[INSTRUCTIONS FOR THE TASK] Copy the records word for word, from the line containing "For each instance of the child's head, set" through the line containing "(1092, 627)", with both of those lines included and nothing else.
## Begin
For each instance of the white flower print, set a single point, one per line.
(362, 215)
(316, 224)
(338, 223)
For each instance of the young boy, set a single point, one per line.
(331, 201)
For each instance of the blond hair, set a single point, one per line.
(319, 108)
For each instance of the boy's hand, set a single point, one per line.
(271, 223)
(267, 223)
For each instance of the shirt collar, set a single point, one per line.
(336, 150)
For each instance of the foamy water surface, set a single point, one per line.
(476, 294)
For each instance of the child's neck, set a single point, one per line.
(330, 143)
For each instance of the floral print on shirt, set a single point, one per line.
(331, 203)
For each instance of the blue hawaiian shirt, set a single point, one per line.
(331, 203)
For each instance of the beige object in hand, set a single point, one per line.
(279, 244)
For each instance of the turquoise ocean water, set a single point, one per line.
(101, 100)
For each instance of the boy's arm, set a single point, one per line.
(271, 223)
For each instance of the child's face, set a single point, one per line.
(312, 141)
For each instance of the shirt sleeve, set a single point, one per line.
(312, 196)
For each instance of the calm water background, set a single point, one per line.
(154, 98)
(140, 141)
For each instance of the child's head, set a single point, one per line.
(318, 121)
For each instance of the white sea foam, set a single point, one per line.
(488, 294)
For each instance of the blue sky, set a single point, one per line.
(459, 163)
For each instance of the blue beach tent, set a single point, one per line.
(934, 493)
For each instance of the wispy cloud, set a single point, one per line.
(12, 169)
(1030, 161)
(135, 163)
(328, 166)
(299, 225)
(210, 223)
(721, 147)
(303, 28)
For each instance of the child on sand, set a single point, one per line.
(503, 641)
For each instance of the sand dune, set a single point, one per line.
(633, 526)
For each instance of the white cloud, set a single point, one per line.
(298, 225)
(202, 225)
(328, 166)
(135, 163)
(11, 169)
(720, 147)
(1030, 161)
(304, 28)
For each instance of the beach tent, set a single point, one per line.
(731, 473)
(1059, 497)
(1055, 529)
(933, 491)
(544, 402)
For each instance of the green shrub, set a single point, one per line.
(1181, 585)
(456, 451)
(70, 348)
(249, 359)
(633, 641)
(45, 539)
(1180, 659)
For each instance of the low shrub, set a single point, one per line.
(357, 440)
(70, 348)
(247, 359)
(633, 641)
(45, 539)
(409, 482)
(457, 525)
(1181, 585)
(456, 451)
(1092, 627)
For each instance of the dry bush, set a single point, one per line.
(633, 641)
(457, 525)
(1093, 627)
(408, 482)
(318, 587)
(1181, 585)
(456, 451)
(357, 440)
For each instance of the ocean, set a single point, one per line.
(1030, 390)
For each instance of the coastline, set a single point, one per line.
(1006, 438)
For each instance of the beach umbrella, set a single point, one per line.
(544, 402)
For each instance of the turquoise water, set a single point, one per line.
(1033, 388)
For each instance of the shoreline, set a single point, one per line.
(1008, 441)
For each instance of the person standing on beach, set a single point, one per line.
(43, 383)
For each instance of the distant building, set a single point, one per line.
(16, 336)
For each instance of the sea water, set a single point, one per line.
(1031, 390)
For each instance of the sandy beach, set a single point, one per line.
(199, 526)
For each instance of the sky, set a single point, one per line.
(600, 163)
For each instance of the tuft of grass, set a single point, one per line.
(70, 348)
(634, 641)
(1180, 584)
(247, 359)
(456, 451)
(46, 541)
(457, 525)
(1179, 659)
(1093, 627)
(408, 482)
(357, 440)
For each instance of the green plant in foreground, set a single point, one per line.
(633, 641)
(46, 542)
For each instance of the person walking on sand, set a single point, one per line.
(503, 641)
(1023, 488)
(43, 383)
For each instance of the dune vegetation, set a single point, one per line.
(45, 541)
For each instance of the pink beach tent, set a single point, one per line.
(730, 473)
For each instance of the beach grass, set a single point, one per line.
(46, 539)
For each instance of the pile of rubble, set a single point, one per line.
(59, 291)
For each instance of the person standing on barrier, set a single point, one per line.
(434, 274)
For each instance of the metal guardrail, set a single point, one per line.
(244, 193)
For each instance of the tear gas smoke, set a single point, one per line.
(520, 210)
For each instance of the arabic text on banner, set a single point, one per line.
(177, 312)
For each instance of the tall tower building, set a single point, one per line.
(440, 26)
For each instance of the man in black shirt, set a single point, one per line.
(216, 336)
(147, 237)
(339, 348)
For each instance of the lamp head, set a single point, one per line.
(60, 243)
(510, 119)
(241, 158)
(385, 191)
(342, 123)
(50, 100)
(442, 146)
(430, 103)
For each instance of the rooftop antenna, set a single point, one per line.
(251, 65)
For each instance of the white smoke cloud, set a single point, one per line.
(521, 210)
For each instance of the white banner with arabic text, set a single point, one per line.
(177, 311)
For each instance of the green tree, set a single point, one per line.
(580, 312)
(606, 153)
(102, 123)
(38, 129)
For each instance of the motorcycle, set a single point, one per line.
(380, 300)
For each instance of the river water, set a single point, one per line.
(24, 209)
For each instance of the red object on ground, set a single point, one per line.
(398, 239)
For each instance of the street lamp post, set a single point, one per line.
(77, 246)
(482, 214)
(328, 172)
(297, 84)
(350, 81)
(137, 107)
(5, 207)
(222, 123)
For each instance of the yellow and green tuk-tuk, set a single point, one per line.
## End
[REPLY]
For each instance of the child's head, set a single point, one per line.
(318, 121)
For each instance of the white sea foam, set a single point, one per line.
(488, 294)
For each instance of the blue sky, set a single point, one per line.
(459, 163)
For each instance of the blue beach tent, set a single point, one per line.
(934, 493)
For each instance of the wispy cloud, set a single point, one per line.
(12, 169)
(1030, 161)
(135, 163)
(328, 166)
(299, 225)
(210, 223)
(721, 147)
(303, 28)
For each instance of the child on sand, set a single point, one per line.
(503, 641)
For each instance of the sand dune, set a single point, one per line.
(633, 526)
For each instance of the white cloud, set a single point, one per line.
(298, 225)
(202, 225)
(328, 166)
(135, 163)
(11, 169)
(720, 147)
(1030, 161)
(304, 28)
For each instance of the beach tent, set a single point, one per line.
(731, 473)
(1059, 497)
(1055, 529)
(933, 491)
(544, 402)
For each instance of the green shrub, set a single point, one per line.
(1181, 585)
(456, 451)
(70, 348)
(249, 359)
(633, 641)
(45, 539)
(1180, 659)
For each instance of the low shrub, set a single point, one per line.
(357, 440)
(70, 348)
(247, 359)
(633, 641)
(45, 539)
(409, 482)
(457, 525)
(1181, 585)
(456, 451)
(1092, 627)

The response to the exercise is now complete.